• YOUR INSTRUCTIONS: Below are records to be output exactly, every one of them.

Object location annotation data
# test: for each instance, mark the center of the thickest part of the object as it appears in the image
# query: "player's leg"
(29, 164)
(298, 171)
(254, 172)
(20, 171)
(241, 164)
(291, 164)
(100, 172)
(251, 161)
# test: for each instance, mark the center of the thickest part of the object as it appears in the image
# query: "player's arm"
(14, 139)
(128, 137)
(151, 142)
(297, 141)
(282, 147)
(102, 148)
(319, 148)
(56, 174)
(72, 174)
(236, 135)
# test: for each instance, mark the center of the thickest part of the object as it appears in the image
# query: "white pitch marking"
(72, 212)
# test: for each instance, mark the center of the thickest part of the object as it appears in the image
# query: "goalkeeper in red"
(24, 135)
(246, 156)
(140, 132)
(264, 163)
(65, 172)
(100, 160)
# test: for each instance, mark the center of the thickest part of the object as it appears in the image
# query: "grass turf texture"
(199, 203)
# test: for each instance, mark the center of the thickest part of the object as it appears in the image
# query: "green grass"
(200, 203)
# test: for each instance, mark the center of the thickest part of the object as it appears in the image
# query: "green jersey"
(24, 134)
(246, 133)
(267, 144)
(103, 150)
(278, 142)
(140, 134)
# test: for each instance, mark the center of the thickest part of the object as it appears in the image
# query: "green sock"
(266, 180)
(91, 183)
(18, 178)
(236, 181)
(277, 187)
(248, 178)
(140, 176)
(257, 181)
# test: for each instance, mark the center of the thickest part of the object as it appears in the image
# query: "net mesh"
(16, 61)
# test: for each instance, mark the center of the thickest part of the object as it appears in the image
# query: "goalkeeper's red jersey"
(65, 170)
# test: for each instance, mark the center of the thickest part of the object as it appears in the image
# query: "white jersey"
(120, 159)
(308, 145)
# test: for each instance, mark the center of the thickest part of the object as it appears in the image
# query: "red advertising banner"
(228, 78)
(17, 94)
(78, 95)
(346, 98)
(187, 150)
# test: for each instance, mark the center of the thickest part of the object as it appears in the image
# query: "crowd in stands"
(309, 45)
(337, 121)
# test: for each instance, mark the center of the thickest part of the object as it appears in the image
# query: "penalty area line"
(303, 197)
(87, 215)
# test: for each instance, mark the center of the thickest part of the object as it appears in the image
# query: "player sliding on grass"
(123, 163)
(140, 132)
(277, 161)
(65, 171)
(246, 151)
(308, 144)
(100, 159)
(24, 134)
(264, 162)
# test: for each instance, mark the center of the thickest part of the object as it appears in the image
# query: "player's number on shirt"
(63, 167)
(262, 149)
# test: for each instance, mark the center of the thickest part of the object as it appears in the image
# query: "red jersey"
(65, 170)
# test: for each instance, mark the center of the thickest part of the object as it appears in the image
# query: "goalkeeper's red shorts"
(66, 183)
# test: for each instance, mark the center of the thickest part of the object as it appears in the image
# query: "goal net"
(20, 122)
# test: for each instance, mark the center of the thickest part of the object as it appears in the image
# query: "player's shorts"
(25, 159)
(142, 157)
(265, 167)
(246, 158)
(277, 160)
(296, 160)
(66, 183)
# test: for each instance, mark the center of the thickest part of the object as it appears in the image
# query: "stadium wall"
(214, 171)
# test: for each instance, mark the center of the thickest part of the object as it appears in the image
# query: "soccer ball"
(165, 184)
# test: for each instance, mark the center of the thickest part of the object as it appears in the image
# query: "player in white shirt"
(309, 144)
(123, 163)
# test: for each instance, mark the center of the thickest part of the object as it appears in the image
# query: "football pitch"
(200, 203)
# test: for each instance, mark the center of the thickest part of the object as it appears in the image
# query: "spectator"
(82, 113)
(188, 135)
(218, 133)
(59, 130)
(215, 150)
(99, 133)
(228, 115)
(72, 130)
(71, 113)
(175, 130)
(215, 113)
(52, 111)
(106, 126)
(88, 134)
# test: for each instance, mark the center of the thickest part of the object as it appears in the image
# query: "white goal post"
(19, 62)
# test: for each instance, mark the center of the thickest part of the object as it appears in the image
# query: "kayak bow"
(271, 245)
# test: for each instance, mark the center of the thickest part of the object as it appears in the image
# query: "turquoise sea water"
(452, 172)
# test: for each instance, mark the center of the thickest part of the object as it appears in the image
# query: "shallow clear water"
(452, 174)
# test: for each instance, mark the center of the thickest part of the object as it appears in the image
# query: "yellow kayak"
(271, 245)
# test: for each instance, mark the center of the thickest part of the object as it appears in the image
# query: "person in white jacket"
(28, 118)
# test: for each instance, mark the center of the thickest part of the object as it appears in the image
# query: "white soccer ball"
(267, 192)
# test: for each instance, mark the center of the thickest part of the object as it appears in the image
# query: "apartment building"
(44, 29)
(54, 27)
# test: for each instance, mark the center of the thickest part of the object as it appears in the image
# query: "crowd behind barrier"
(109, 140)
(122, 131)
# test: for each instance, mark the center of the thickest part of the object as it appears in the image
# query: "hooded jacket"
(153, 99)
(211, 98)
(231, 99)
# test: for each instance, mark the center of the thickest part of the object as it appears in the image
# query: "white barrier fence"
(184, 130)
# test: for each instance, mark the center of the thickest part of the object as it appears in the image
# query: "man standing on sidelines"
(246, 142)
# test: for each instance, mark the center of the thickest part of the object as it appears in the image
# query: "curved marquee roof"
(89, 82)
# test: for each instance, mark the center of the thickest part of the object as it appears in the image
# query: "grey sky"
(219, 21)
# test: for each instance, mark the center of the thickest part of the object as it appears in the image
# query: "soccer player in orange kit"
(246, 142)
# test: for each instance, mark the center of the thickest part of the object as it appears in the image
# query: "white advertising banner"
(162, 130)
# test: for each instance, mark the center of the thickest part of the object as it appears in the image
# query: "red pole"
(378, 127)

• THE RESPONSE:
# test: for each instance, mark the center of the thickest part of the object as it appears in the image
# query: "player's leg"
(29, 164)
(298, 171)
(254, 172)
(20, 171)
(241, 164)
(291, 164)
(100, 172)
(251, 161)
# test: for each instance, mark the center of the thickest part of the object as it appears in the image
# query: "player's arm"
(14, 139)
(128, 137)
(151, 142)
(297, 141)
(282, 147)
(102, 148)
(319, 148)
(56, 174)
(72, 174)
(236, 135)
# test: for each instance, mark the center of the thickest part of the object as it appears in the image
# query: "white pitch marking"
(72, 212)
# test: for each instance, mark the center of the thickest part of the object as it appears in the image
# query: "goalkeeper in red"
(24, 135)
(246, 156)
(140, 132)
(264, 163)
(65, 172)
(100, 160)
# test: for each instance, mark the center of the thickest part of the object as it appears in the image
# query: "grass turf texture"
(199, 203)
# test: for each instance, mark the center of the thickest part of the object as it appears in the image
# query: "green grass"
(200, 203)
# test: for each instance, mark the center of the thickest part of the object as it appears in the image
# query: "green jersey"
(24, 134)
(246, 133)
(267, 144)
(103, 150)
(278, 142)
(140, 134)
# test: for each instance, mark the center of the thickest part of the object as it appears in the image
# query: "green sock"
(266, 180)
(91, 183)
(18, 178)
(236, 181)
(277, 187)
(248, 178)
(140, 176)
(257, 181)
# test: for each instance, mark the center of the thickest part of the object as it appears in the image
# query: "net mesh"
(16, 61)
# test: for each instance, mark the center of the thickest part of the object as it appears in the image
# query: "goalkeeper's red jersey"
(65, 170)
# test: for each instance, mark the center of the thickest part of the object as it appears in the image
# query: "white jersey"
(120, 159)
(308, 145)
# test: for each instance, mark the center of the thickest part of the object as it appears in the image
# query: "red advertising banner"
(228, 78)
(17, 94)
(78, 95)
(346, 98)
(187, 150)
# test: for each instance, mark the center of the thickest part of the object as it appears in the image
# query: "crowd in stands"
(309, 45)
(337, 121)
# test: for each instance, mark the center of the thickest part of the object as it appears in the image
# query: "penalty area line"
(303, 197)
(87, 215)
# test: for each instance, mark the center of the thickest part of the object as it appears in the image
# query: "player sliding on grass"
(123, 163)
(140, 132)
(277, 161)
(65, 171)
(246, 151)
(308, 144)
(100, 159)
(24, 134)
(264, 162)
# test: for each instance, mark the center of the thickest part of the object as it appears in the image
# query: "player's number on shirt"
(63, 167)
(262, 149)
# test: for each instance, mark the center of the thickest part of the object as it appears in the image
# query: "red jersey"
(65, 170)
# test: for each instance, mark the center of the thickest part of the object as it appears in the image
# query: "goalkeeper's red shorts"
(66, 183)
# test: for each instance, mark the center of the thickest part of the object as it appears in the image
# query: "goal net"
(20, 122)
# test: for each instance, mark the center of the thickest part of the object as it appears in the image
# query: "player's shorts"
(25, 159)
(142, 157)
(265, 167)
(246, 158)
(277, 160)
(296, 160)
(66, 183)
# test: for each instance, mark the center of the thickest part of the object as it appears in the image
# query: "stadium wall"
(214, 171)
# test: for each instance, mark the center of the thickest part of the object as it appears in the image
# query: "soccer ball"
(165, 184)
# test: for each instance, mark the center of the thickest part of the object as it appears in the image
# query: "player in white shirt"
(309, 144)
(123, 163)
# test: for each instance, mark the center of the thickest part of the object as it appears in the image
# query: "football pitch"
(200, 203)
# test: for each instance, mark the center of the thickest part of the object as it appears in the image
# query: "spectator"
(82, 113)
(188, 135)
(218, 133)
(59, 130)
(215, 150)
(99, 133)
(228, 115)
(72, 130)
(71, 113)
(175, 130)
(215, 113)
(52, 111)
(106, 126)
(88, 134)
# test: for each instance, mark the center of the thickest part of the object as it appears in the image
# query: "white goal post"
(19, 62)
# test: for each instance, mark the center of the thickest part of the object as it appears in the image
# query: "kayak bow"
(271, 245)
# test: for each instance, mark the center of the thickest part of the object as it appears in the image
# query: "turquoise sea water"
(452, 172)
# test: for each instance, mark the center of the thickest part of the object as it appears in the image
# query: "shallow clear water"
(452, 174)
# test: for each instance, mark the center of the thickest part of the object as it appears in the image
# query: "yellow kayak"
(271, 245)
# test: for each instance, mark the center of the thickest part of the object as it appears in the image
# query: "person in white jacket"
(28, 118)
# test: for each instance, mark the center of the thickest part of the object as it appears in the image
# query: "white soccer ball"
(267, 192)
# test: for each instance, mark the center of the thickest part of the object as it appears in the image
# query: "apartment building"
(44, 29)
(54, 27)
# test: for each instance, mark the center of the thickest part of the object as it appears in the image
# query: "crowd behind barrier"
(109, 140)
(122, 131)
# test: for each instance, mark the center of the thickest part of the object as it appears in the image
# query: "hooded jacket"
(153, 99)
(211, 98)
(231, 99)
# test: for each instance, mark the center of the thickest part of the object as it appears in the image
# query: "white barrier fence"
(184, 130)
# test: for each instance, mark the center of the thickest part of the object as it appears in the image
# query: "man standing on sidelines"
(246, 142)
# test: for each instance, mark the center of the thickest part of the object as it appears in the image
# query: "curved marquee roof"
(89, 82)
# test: for each instance, mark the center of the thickest part of the object as it appears in the image
# query: "grey sky"
(219, 21)
# test: for each instance, mark the center of the thickest part of the object as it appears in the image
# query: "soccer player in orange kit"
(246, 142)
# test: for each instance, mark the center of the thickest part of the object as it appears in the image
# query: "white advertising banner"
(162, 130)
# test: for each instance, mark the center of the thickest part of the object as it appears in the image
# query: "red pole"
(378, 127)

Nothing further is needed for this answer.